::: Material provided
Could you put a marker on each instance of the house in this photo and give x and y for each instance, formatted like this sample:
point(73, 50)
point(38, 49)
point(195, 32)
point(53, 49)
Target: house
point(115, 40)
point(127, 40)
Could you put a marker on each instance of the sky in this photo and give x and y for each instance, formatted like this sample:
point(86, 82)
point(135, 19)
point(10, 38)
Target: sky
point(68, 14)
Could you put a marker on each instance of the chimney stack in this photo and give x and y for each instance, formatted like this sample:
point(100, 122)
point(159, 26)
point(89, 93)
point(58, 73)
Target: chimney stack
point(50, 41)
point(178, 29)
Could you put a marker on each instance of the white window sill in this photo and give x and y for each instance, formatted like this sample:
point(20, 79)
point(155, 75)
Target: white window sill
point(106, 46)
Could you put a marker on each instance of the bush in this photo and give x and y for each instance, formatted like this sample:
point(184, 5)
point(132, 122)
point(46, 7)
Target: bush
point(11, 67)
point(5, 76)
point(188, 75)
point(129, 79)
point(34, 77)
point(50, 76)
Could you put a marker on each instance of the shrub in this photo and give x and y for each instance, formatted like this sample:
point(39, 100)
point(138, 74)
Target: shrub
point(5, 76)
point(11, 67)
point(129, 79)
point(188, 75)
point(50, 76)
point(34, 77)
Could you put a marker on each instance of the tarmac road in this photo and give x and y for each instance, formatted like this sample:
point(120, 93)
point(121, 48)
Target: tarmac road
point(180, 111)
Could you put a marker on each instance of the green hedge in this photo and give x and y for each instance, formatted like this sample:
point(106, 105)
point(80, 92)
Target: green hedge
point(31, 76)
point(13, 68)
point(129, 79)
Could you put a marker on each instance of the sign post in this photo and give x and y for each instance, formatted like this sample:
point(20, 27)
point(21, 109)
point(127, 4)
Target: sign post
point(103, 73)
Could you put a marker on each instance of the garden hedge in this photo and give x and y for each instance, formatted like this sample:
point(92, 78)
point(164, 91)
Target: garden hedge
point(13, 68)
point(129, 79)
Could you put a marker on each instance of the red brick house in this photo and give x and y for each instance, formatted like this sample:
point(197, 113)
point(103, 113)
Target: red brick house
::::::
§ **What the task requires**
Rewrite all of the data above, replacing every "instance" with "occurrence" and leaving everything else unchanged.

§ **Solution to the exercise**
Could you put a marker on each occurrence of the house in this photo and give x and y for each occurrence, formatted like this sample:
point(73, 50)
point(38, 49)
point(195, 32)
point(53, 49)
Target: house
point(115, 40)
point(127, 40)
Could you put a marker on each occurrence of the sky in this photo and give x and y for each occurrence, formatted like this sample:
point(86, 82)
point(135, 19)
point(10, 38)
Target: sky
point(68, 14)
Could you put a marker on each occurrence of the chimney stack in this photo and give x and y for each occurrence, formatted like this sample:
point(100, 122)
point(159, 26)
point(89, 93)
point(58, 73)
Target: chimney stack
point(50, 41)
point(178, 29)
Could you put a marker on each occurrence of the white window sill in this photo and give x and y for each occurrence, formatted like this sample:
point(20, 79)
point(155, 75)
Target: white window sill
point(106, 46)
Could you put a marker on each occurrence of the bush in this photo and give x and y for each occurrence, formatted like this sample:
point(184, 5)
point(132, 122)
point(46, 7)
Target: bush
point(11, 67)
point(5, 76)
point(188, 75)
point(129, 79)
point(34, 77)
point(50, 76)
Could you put a marker on each occurrence of the shrub in this photo and give x and y for each occurrence, formatted like this sample:
point(39, 100)
point(138, 74)
Target: shrub
point(5, 76)
point(11, 67)
point(129, 79)
point(188, 75)
point(50, 76)
point(34, 77)
Could you put a marker on each occurrence of the tarmac road in this photo and give x and y for each occurrence, formatted like this sample:
point(120, 93)
point(121, 48)
Target: tarmac road
point(180, 111)
Could you put a marker on each occurrence of the green hedge in this photo and give x and y for each occurrence, formatted like this sample:
point(106, 105)
point(80, 92)
Target: green hedge
point(31, 76)
point(13, 68)
point(129, 79)
Could you put a marker on each occurrence of the sign post in this photo and give x and y for each occurrence, formatted like this sample:
point(20, 27)
point(21, 109)
point(127, 4)
Target: sign post
point(103, 73)
Could you put a marker on each occurrence of the garden hedge in this photo and give x and y for each occurrence, formatted like this sample:
point(92, 78)
point(164, 91)
Target: garden hedge
point(13, 68)
point(129, 79)
Could you put a marker on each occurrence of the red brick house in this photo and give x and y for each occurrence, formatted like this sample:
point(197, 113)
point(103, 113)
Target: red brick house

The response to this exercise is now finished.